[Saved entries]
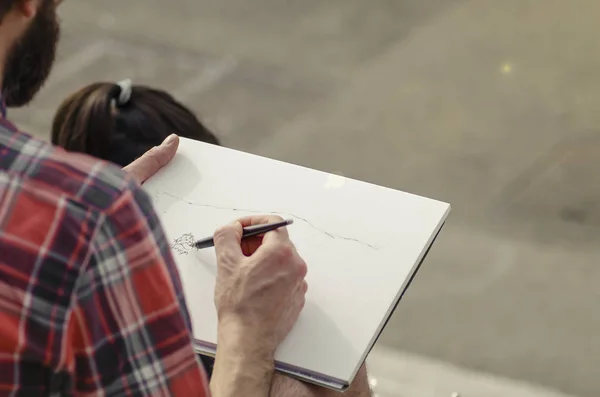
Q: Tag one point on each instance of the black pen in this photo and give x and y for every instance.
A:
(249, 231)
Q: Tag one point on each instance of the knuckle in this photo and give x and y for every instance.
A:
(302, 268)
(286, 252)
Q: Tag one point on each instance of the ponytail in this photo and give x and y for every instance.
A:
(85, 121)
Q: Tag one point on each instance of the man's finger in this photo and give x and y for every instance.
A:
(154, 159)
(228, 242)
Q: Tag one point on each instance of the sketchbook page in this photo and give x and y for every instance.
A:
(360, 241)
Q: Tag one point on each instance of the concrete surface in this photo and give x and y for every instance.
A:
(490, 105)
(394, 374)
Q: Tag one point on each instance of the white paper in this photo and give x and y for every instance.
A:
(361, 243)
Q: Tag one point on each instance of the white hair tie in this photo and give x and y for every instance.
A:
(125, 94)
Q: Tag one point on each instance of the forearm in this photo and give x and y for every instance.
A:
(242, 366)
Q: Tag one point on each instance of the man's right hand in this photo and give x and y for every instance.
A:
(259, 294)
(260, 283)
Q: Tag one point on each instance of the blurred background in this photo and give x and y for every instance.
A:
(490, 105)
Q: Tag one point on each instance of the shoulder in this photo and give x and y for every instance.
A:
(82, 179)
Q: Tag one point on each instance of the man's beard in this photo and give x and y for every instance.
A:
(30, 59)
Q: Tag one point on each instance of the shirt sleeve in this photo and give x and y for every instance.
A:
(130, 330)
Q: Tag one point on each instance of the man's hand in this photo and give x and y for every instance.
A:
(154, 159)
(260, 281)
(259, 294)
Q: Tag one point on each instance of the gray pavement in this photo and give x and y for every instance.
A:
(490, 105)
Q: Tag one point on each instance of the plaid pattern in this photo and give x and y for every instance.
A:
(90, 299)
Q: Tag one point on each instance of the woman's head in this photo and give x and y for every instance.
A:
(120, 122)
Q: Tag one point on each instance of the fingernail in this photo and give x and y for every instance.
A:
(170, 139)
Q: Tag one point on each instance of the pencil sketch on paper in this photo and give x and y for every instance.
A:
(296, 217)
(184, 244)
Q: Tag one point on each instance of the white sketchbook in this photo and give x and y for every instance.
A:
(363, 244)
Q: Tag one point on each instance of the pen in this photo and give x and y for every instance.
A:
(249, 231)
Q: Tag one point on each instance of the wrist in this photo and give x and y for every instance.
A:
(242, 365)
(246, 338)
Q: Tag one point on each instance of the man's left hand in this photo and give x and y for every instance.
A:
(154, 159)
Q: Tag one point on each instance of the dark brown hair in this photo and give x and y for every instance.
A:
(91, 121)
(6, 6)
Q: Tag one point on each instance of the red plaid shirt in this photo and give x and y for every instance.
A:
(90, 299)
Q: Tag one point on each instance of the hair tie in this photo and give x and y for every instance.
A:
(125, 92)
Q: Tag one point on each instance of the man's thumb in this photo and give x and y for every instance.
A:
(228, 240)
(153, 160)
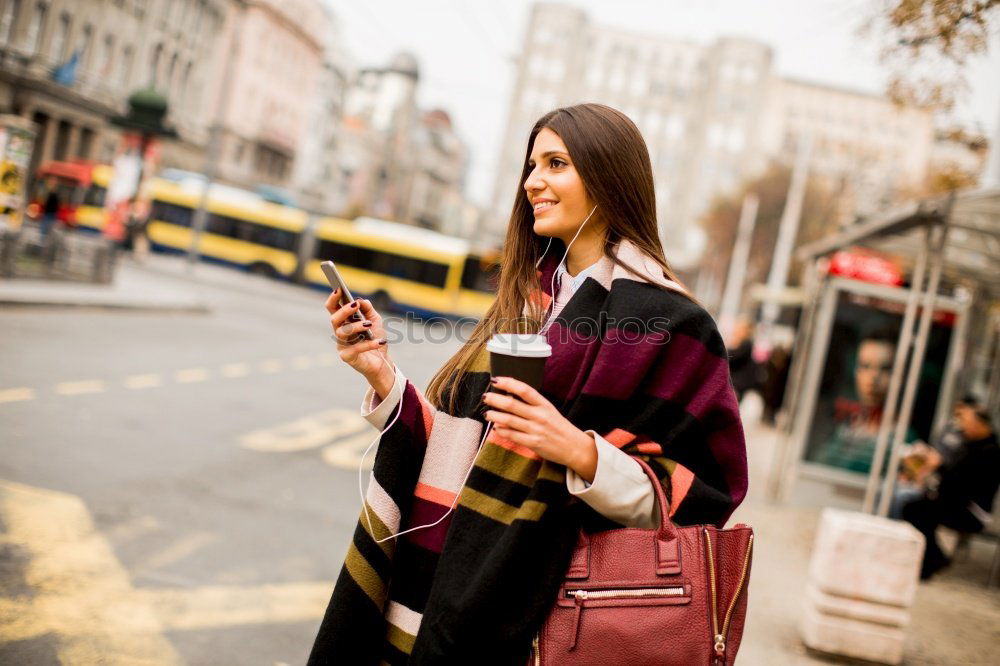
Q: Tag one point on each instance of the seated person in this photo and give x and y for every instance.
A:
(919, 463)
(968, 483)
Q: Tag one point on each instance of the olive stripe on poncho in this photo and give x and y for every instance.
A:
(643, 366)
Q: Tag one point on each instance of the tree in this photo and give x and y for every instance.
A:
(819, 214)
(928, 42)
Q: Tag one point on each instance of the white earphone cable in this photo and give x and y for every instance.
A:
(482, 442)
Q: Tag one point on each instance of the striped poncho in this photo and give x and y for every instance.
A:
(642, 365)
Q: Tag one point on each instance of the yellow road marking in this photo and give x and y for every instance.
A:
(305, 433)
(17, 394)
(226, 606)
(191, 375)
(80, 387)
(80, 592)
(231, 370)
(270, 365)
(81, 595)
(176, 551)
(136, 382)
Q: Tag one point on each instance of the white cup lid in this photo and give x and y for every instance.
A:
(519, 344)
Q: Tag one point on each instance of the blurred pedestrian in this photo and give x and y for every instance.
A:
(966, 488)
(50, 207)
(137, 229)
(772, 389)
(743, 368)
(474, 585)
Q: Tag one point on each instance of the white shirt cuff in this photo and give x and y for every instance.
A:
(620, 491)
(378, 411)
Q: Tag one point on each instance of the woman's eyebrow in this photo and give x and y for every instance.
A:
(548, 153)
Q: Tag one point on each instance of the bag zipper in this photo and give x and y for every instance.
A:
(720, 638)
(621, 593)
(626, 593)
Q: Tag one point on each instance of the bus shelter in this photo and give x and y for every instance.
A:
(878, 365)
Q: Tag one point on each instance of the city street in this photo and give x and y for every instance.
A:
(188, 478)
(180, 487)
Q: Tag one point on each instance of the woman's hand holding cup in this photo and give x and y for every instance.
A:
(368, 357)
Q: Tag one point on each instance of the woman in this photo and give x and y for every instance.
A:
(638, 369)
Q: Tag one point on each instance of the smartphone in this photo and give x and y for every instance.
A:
(337, 282)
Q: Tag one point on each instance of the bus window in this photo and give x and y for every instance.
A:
(280, 239)
(411, 268)
(94, 196)
(480, 275)
(221, 225)
(348, 255)
(171, 213)
(387, 263)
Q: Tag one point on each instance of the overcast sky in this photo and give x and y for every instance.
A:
(466, 47)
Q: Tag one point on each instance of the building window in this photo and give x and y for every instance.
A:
(37, 27)
(125, 68)
(8, 18)
(184, 94)
(154, 66)
(60, 40)
(108, 56)
(86, 143)
(62, 140)
(86, 43)
(171, 71)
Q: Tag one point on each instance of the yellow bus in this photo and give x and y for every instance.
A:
(241, 229)
(397, 266)
(402, 267)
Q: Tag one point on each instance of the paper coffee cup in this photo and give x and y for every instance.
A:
(519, 355)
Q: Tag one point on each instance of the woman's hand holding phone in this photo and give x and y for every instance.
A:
(368, 357)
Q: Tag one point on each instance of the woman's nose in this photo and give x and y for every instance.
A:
(533, 184)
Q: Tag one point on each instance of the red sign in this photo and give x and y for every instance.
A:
(865, 266)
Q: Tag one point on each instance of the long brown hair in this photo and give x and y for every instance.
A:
(611, 157)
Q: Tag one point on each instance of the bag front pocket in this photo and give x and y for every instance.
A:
(624, 603)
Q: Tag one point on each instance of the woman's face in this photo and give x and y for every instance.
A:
(555, 190)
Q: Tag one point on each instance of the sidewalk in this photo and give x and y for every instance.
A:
(160, 283)
(954, 620)
(134, 288)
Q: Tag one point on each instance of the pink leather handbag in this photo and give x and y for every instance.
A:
(671, 595)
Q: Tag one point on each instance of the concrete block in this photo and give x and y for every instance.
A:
(867, 558)
(851, 638)
(856, 609)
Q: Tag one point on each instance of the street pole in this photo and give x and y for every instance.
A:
(787, 232)
(214, 141)
(736, 276)
(991, 176)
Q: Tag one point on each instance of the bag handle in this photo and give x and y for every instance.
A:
(667, 548)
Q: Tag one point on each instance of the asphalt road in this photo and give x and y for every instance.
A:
(179, 488)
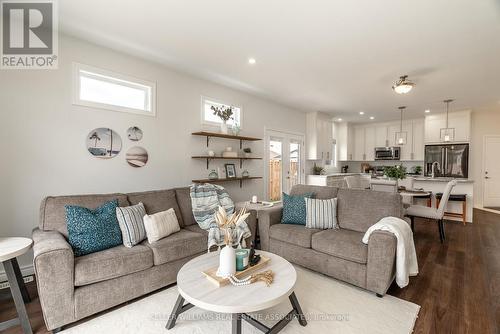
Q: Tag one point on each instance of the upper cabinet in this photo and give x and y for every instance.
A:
(460, 120)
(358, 142)
(319, 137)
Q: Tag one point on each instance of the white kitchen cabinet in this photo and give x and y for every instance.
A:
(381, 138)
(418, 140)
(319, 138)
(369, 143)
(359, 143)
(460, 120)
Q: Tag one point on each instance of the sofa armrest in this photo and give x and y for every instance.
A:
(54, 270)
(267, 218)
(381, 261)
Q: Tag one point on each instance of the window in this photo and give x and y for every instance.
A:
(99, 88)
(208, 116)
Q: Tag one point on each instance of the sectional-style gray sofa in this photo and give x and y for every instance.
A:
(71, 288)
(339, 253)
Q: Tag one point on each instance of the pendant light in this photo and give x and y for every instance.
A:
(447, 134)
(403, 86)
(401, 136)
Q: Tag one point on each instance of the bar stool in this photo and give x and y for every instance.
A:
(455, 198)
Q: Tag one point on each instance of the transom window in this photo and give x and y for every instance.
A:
(99, 88)
(208, 116)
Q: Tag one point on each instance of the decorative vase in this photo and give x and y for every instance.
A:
(223, 127)
(227, 262)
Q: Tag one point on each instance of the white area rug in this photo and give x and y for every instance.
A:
(330, 306)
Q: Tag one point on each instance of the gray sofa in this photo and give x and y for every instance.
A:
(339, 253)
(71, 288)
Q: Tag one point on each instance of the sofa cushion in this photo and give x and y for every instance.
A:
(294, 234)
(90, 230)
(294, 209)
(53, 213)
(110, 263)
(184, 199)
(319, 192)
(358, 209)
(345, 244)
(156, 201)
(177, 246)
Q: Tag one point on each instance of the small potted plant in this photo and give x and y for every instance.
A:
(317, 170)
(225, 113)
(247, 151)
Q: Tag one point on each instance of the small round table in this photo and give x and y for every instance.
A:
(198, 291)
(10, 248)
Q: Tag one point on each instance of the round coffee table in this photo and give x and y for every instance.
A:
(198, 291)
(10, 248)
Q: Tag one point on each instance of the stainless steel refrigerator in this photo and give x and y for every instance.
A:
(451, 160)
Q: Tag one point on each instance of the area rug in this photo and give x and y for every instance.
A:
(329, 305)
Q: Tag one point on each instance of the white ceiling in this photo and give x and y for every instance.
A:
(335, 56)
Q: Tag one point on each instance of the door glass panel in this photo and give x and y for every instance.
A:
(275, 168)
(295, 168)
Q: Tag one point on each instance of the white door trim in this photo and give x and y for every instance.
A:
(269, 132)
(483, 167)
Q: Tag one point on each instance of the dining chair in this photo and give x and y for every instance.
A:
(433, 213)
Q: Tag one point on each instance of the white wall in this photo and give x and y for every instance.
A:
(485, 121)
(43, 134)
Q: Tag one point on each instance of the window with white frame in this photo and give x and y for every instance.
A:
(98, 88)
(208, 116)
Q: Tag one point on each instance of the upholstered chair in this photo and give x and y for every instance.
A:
(433, 213)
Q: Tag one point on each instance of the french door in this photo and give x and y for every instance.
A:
(284, 161)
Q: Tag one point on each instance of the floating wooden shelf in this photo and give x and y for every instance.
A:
(225, 136)
(208, 158)
(241, 179)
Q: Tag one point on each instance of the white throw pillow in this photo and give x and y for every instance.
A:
(321, 213)
(161, 225)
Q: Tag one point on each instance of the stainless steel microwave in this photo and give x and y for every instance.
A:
(388, 153)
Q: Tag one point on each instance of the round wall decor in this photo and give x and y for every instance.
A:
(137, 156)
(104, 143)
(134, 133)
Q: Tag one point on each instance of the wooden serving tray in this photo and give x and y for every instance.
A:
(219, 281)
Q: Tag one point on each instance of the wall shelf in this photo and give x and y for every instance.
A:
(225, 136)
(241, 179)
(208, 158)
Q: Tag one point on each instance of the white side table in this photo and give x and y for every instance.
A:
(10, 248)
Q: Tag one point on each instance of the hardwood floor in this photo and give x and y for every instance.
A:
(458, 286)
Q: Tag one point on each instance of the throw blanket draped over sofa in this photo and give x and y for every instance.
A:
(205, 200)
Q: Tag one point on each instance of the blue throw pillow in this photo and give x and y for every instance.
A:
(294, 209)
(93, 230)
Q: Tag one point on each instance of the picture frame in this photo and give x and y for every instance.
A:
(230, 170)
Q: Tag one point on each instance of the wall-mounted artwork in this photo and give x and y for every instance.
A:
(137, 156)
(104, 143)
(134, 133)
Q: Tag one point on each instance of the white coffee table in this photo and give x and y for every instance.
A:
(10, 248)
(198, 291)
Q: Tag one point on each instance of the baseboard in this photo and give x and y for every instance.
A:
(25, 270)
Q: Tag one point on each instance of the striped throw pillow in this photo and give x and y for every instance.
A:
(131, 223)
(321, 213)
(161, 225)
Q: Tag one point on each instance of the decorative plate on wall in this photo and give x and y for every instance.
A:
(137, 156)
(134, 133)
(104, 143)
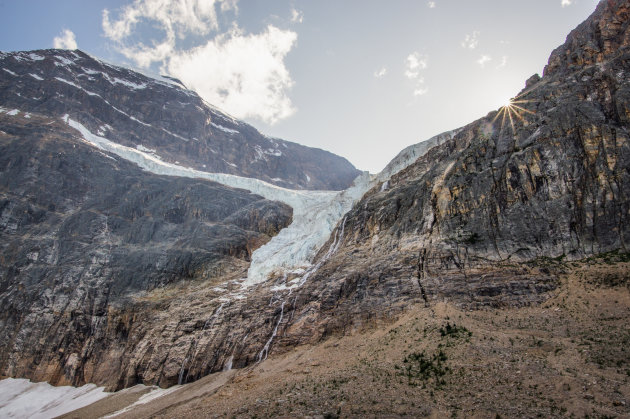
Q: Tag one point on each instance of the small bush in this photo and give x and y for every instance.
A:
(421, 368)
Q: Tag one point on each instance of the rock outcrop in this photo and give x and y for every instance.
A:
(85, 237)
(474, 220)
(162, 117)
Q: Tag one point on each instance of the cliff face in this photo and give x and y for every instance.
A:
(474, 221)
(84, 235)
(162, 117)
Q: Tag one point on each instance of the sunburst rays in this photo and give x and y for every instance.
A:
(512, 111)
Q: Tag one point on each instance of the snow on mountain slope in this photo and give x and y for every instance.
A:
(412, 153)
(315, 213)
(20, 398)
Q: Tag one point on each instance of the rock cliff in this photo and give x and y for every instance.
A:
(162, 117)
(475, 220)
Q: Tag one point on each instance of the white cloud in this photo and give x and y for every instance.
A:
(420, 90)
(483, 60)
(174, 17)
(414, 63)
(66, 40)
(297, 16)
(243, 74)
(380, 73)
(503, 62)
(471, 41)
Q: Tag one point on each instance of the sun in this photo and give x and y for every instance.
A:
(511, 111)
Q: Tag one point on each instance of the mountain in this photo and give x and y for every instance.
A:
(484, 273)
(162, 117)
(109, 203)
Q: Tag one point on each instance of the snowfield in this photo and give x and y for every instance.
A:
(20, 398)
(315, 213)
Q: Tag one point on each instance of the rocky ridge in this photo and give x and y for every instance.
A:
(473, 221)
(161, 117)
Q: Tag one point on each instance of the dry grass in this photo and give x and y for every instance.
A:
(568, 357)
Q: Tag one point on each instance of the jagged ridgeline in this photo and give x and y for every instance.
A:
(116, 275)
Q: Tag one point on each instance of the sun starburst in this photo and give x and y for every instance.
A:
(512, 111)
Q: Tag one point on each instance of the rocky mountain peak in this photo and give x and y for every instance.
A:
(604, 34)
(162, 118)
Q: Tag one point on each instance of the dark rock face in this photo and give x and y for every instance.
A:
(162, 117)
(471, 221)
(84, 236)
(474, 220)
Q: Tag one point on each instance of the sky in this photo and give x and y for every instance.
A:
(360, 78)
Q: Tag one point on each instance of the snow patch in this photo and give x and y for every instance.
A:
(145, 149)
(63, 60)
(20, 398)
(224, 129)
(315, 213)
(153, 394)
(73, 85)
(412, 153)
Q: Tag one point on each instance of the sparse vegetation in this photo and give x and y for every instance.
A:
(420, 368)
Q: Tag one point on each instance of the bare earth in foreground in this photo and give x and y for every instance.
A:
(568, 357)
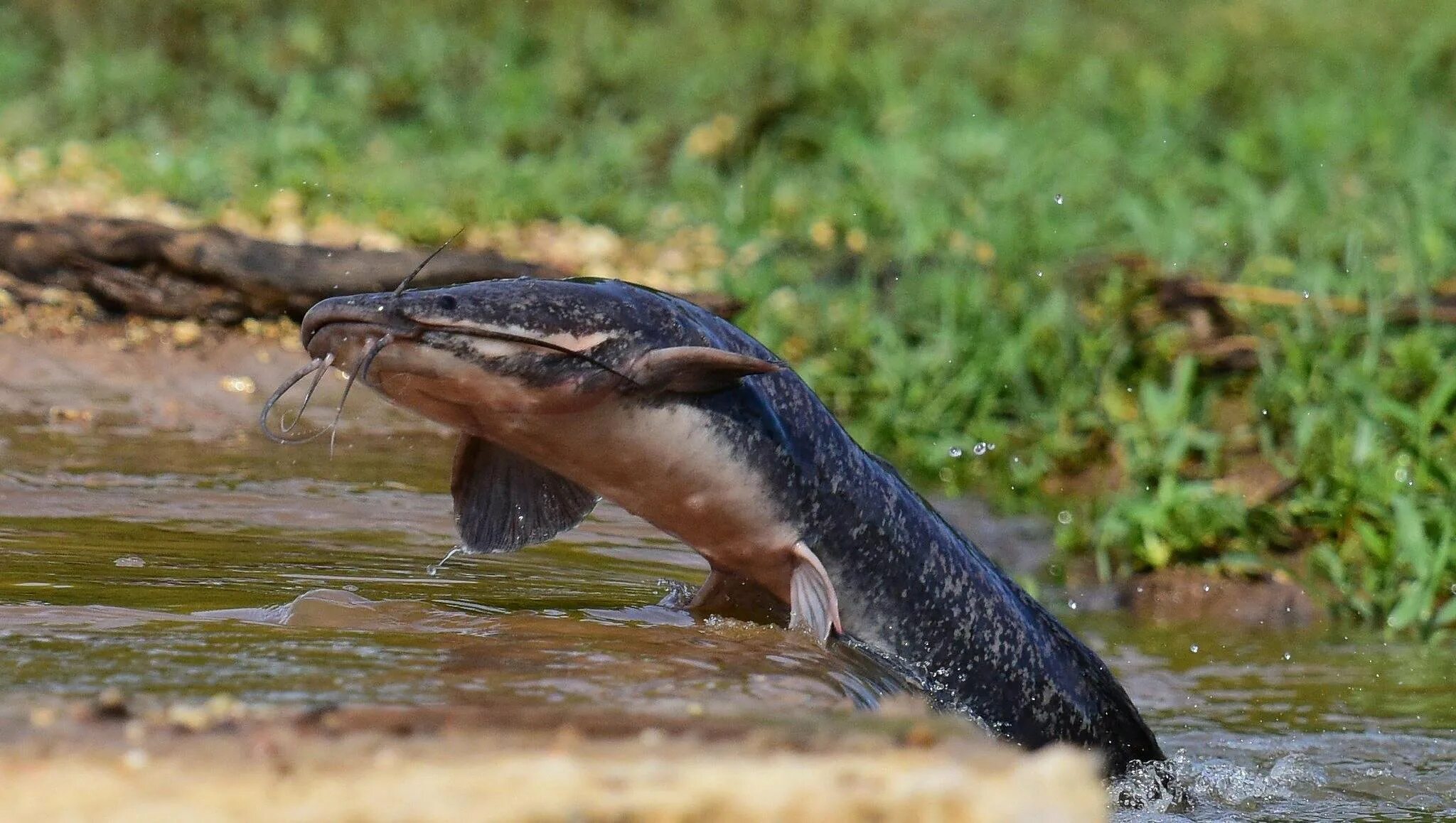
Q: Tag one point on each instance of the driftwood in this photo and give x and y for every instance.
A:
(222, 276)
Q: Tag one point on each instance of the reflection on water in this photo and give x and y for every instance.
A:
(277, 576)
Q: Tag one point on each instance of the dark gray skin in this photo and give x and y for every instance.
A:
(911, 589)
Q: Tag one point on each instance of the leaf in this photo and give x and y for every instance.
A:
(1446, 615)
(1408, 609)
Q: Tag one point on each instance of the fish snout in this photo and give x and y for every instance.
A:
(351, 315)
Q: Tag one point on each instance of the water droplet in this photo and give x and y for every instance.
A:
(434, 569)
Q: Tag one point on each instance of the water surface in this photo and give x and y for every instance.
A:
(277, 574)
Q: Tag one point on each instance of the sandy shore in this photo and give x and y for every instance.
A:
(376, 763)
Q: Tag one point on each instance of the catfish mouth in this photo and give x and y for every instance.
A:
(323, 327)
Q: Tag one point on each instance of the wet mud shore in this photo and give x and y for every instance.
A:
(222, 760)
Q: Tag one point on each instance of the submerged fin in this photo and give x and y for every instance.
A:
(739, 598)
(811, 596)
(693, 369)
(504, 502)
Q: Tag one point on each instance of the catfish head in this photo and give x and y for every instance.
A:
(468, 356)
(564, 391)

▶ _YOUR ASSIGNMENT_: Gather each line of the records holding the string "frame".

▶ _OUTPUT OF THE EXERCISE_:
Q: Tag one point on each instance of the window with white frame in this photo and give x and y for every instance.
Q: Tag one point on each instance of the picture frame in this photo and give x and y for every instance.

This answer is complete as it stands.